--- What this exercise asks ---
a) In the tapping session account, list every condition that comes after the words "Even though," from those words up to the first comma.
b) Continue the account of Rose's tapping sessions, starting right after its last sentence.

Even though I had to make it right, I deeply and completely accept myself.
This was linked, of course, to her feelings now of not wanting to be rushed, and needing to have control over things.
We added:
Even though I was a little girl and I couldn’t make things right, I was doing the best I could as I deeply and completely accept myself.
Even though that was then and this is now, I deeply and completely accept myself.
Even though I was a little girl and now I’m a grown woman, I deeply and complately accept myself.
Maybe I can make some things right, and maybe I can’t.
We also tapped on the dream of going backward in a car–the surprise of it and that it might happen again. When her level did not go right down, I asked what was holding it there and she said anxiety, so I asked if we could put that anxiety in a box for now.
She agreed and put it in a shoebox.
As we tapped:
Even though I’ve got this box, I deeply and completely accept myself.
She put the box in the cellar, with two little versions of herself inside: “Dithery Me and Blanket Me,” describing the two selves she feels, with the blanket representing her need to shut down and snuggle in.
We kept tapping on the box, and eventually she saw it moved out to the garage, then covered in dust, and eventually she said that she might be able to throw it out in the spring when she does spring-cleaning.
We tapped on:
I can do it in my own time…
It’s safe now…
Even though I feel dithery sometimes, and everything’s my fault because I’m dithery and the world is too fast, I forgive everyone who’s ever tried to rush me. And maybe ‘dithering’ is just me checking things out and getting it right, because I deeply and completely accept myself.
In our final session, when Rose was already describing major improvements in the ways in which she was she was dealing with life and its challenges, and how, though some difficult things had happened, she had not gone into the depressed state, we began by tapping on another dream, which she’d had the previous night. It involved waiting for a bus that didn’t come and water of some sort. Rose is scared of water and can’t swim.

--- Study material ---
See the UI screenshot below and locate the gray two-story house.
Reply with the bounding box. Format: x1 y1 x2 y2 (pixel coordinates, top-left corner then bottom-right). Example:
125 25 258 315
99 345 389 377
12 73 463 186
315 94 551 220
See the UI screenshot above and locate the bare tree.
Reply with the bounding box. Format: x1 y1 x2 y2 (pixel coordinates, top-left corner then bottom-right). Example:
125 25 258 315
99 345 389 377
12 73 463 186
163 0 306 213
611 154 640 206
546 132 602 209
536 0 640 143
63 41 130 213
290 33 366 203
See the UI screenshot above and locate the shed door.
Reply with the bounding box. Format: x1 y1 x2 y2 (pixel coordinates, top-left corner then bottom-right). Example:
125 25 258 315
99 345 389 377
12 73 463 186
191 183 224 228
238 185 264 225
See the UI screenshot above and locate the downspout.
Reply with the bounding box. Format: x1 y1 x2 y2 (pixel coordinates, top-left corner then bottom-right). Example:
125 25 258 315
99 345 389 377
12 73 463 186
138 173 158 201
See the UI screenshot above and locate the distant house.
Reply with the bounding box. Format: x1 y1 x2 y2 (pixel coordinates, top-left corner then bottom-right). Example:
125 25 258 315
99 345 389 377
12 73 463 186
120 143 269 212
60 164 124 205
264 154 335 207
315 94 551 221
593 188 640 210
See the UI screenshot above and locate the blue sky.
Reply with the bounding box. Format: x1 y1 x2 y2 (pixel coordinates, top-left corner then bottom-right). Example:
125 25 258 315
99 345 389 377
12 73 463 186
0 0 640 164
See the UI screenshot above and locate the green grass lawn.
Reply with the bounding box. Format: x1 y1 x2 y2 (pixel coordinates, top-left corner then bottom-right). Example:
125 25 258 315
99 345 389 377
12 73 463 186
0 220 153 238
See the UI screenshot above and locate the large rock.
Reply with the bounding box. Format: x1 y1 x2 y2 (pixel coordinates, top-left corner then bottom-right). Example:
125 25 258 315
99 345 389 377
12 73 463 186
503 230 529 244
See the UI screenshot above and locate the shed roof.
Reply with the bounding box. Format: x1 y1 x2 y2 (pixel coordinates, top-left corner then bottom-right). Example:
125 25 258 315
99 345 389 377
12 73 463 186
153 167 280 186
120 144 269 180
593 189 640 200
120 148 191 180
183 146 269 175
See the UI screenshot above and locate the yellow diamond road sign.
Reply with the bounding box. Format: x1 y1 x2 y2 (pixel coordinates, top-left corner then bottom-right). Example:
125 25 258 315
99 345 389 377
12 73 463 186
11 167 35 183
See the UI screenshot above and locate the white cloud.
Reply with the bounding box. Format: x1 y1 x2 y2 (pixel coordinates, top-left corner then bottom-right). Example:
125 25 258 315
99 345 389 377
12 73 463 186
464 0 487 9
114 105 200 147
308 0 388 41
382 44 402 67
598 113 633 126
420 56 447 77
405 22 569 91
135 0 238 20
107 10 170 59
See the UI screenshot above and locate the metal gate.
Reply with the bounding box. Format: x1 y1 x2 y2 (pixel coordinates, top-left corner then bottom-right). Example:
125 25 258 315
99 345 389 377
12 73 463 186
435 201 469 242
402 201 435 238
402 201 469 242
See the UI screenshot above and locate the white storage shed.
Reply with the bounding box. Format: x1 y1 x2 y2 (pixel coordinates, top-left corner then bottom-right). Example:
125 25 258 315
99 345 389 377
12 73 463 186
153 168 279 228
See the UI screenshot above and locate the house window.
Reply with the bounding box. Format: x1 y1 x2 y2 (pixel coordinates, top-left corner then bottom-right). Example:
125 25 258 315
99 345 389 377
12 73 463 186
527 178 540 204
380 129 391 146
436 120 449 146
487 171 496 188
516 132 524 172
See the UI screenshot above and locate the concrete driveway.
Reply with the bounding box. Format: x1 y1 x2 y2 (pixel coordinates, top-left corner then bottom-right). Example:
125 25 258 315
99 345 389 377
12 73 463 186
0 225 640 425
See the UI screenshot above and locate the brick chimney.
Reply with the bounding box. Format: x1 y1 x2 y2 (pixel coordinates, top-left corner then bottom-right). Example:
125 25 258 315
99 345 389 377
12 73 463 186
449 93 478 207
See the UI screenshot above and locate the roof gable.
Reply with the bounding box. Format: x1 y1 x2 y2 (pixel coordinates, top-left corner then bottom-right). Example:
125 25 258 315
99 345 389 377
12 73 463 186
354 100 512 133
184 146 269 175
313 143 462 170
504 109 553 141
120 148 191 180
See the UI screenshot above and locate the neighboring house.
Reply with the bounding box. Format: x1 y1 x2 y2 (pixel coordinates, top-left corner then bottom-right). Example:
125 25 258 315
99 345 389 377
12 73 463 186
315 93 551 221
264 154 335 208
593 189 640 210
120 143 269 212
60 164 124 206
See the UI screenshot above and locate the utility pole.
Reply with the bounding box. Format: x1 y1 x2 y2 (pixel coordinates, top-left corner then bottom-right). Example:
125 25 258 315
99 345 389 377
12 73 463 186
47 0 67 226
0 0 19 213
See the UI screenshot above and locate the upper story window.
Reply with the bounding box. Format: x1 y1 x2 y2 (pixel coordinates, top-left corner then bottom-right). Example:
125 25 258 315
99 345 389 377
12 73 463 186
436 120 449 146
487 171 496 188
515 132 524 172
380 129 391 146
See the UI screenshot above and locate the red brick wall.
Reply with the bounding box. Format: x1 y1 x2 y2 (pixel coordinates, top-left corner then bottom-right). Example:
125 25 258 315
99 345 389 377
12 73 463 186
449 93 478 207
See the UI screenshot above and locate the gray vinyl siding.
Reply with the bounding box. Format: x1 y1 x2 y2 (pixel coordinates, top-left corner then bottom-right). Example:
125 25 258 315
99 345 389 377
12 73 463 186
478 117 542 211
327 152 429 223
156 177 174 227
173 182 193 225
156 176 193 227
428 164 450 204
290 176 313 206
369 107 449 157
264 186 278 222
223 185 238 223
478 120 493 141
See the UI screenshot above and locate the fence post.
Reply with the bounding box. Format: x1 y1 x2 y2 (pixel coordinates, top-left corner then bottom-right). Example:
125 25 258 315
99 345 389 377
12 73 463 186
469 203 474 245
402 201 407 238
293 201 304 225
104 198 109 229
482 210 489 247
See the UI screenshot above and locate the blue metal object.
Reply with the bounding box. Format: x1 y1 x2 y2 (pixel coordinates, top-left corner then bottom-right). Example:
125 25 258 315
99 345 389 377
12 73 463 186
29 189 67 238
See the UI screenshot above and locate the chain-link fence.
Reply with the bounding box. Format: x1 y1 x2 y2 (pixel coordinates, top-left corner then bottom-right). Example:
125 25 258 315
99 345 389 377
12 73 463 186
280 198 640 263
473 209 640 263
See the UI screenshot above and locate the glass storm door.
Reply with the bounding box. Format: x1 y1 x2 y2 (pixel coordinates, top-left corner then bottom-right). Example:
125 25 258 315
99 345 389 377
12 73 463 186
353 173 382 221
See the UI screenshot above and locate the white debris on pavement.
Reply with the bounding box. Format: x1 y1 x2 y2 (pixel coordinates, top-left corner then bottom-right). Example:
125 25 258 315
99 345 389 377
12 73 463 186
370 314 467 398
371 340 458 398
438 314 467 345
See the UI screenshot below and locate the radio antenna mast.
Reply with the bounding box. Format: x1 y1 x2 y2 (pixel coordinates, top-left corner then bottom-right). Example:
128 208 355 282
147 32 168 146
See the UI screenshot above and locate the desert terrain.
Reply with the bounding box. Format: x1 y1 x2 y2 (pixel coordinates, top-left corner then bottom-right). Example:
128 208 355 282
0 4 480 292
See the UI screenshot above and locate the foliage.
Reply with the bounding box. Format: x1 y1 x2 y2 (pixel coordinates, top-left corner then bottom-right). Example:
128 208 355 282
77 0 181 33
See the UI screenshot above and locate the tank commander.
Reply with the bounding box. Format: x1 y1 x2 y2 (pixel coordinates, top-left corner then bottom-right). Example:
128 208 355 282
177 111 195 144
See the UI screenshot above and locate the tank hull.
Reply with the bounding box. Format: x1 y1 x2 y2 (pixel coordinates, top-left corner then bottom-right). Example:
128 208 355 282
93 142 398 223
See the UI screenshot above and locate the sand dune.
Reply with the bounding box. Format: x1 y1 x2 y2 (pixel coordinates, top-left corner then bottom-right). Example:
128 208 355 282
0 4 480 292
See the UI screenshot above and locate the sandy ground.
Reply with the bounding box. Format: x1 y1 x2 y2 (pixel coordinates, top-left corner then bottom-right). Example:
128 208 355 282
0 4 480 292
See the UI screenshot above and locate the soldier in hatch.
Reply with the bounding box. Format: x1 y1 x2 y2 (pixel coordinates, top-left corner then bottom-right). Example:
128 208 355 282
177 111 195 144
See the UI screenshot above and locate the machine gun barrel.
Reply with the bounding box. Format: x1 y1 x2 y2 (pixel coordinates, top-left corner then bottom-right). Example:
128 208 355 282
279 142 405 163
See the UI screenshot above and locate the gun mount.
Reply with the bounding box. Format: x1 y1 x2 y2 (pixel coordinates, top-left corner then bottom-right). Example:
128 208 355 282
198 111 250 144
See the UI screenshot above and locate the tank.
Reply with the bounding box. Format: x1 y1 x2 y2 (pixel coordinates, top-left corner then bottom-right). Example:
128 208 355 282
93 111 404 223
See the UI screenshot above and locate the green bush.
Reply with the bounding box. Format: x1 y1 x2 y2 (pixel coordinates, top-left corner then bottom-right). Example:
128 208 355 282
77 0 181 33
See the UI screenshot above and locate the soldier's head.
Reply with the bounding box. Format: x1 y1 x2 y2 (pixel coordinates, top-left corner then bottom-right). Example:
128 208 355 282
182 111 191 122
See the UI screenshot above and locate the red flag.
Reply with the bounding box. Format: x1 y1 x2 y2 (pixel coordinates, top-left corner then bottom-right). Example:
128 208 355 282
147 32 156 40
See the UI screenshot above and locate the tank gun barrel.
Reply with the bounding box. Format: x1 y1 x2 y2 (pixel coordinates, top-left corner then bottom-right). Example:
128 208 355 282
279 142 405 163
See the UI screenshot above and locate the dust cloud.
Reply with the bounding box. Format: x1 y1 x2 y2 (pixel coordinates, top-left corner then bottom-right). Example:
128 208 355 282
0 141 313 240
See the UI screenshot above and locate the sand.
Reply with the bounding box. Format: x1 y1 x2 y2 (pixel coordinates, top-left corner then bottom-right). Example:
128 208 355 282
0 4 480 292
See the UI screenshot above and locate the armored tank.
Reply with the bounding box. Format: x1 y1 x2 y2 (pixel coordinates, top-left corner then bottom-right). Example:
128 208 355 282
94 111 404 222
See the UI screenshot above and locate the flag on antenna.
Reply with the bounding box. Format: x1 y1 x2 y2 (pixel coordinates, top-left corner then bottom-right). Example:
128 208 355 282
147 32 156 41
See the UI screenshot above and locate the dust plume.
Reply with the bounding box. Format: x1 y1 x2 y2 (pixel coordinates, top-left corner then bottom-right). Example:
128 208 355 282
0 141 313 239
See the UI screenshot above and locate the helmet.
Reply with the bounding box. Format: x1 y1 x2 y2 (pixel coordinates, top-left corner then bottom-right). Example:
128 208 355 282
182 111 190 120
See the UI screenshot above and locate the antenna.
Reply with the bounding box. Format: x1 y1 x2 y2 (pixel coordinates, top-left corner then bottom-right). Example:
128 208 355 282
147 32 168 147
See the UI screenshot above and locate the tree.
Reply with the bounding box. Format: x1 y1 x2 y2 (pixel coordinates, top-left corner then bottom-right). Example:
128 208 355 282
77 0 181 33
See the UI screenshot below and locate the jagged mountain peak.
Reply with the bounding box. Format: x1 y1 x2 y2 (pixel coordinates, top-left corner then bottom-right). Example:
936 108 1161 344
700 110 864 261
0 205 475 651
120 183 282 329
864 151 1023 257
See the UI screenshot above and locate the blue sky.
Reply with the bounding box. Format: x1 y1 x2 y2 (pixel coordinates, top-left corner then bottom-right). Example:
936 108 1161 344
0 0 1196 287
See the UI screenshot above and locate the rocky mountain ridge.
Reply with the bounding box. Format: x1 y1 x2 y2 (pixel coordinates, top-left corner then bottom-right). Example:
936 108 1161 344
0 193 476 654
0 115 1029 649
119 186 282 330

--- Answers to the exercise ---
a)
- I had to make it right
- I was a little girl and I couldn’t make things right
- that was then and this is now
- I was a little girl and now I’m a grown woman
- I’ve got this box
- I feel dithery sometimes

b)
After a little tapping on:
Even though that bus isn’t coming, I’m waiting for something to happen, and nothing’s going on, I deeply and completely accept myself.
I asked her to go back and imagine what might have happened before she was born to make her scared to move forward. She said that she might have heard her parents shouting.
We tapped on:
Even though I could hear them shouting and it was scary out there, I deeply and completely accept myself.
Maybe I don’t want to go out there.
I don’t want to take the plunge.
Nobody can make me!
We shouted this:
But maybe now I can begin to heal that baby me who was so scared, maybe I can heal that mother, maybe I can heal this grown-up me, too!
She said that when we spoke about healing the baby, she had an image of holding her baby self and rocking her, but then she wondered who she would be if she lost the anxiety.
We tapped on:
I don’t know who I might be if I let go of that anxiety.
She discovered that she had learnt a lot from the anxiety and suggested that there might be a third option.
We tapped on:
I choose to embrace my anxiety, but maybe now it is time to let go of the pain and enjoy moving forward. Maybe I can enjoy both of those parts of myself and also a third one which is as yet unknown!
Rose now, for the first time, has an understanding of what might have made her the person she has been. She has not needed to take time off work, is feeling in control, and is now enjoying the idea of making changes in her life. (Incidentally, Rose is also dyslexic. I have found with previous clients that there is a possible connection with this and birth trauma.)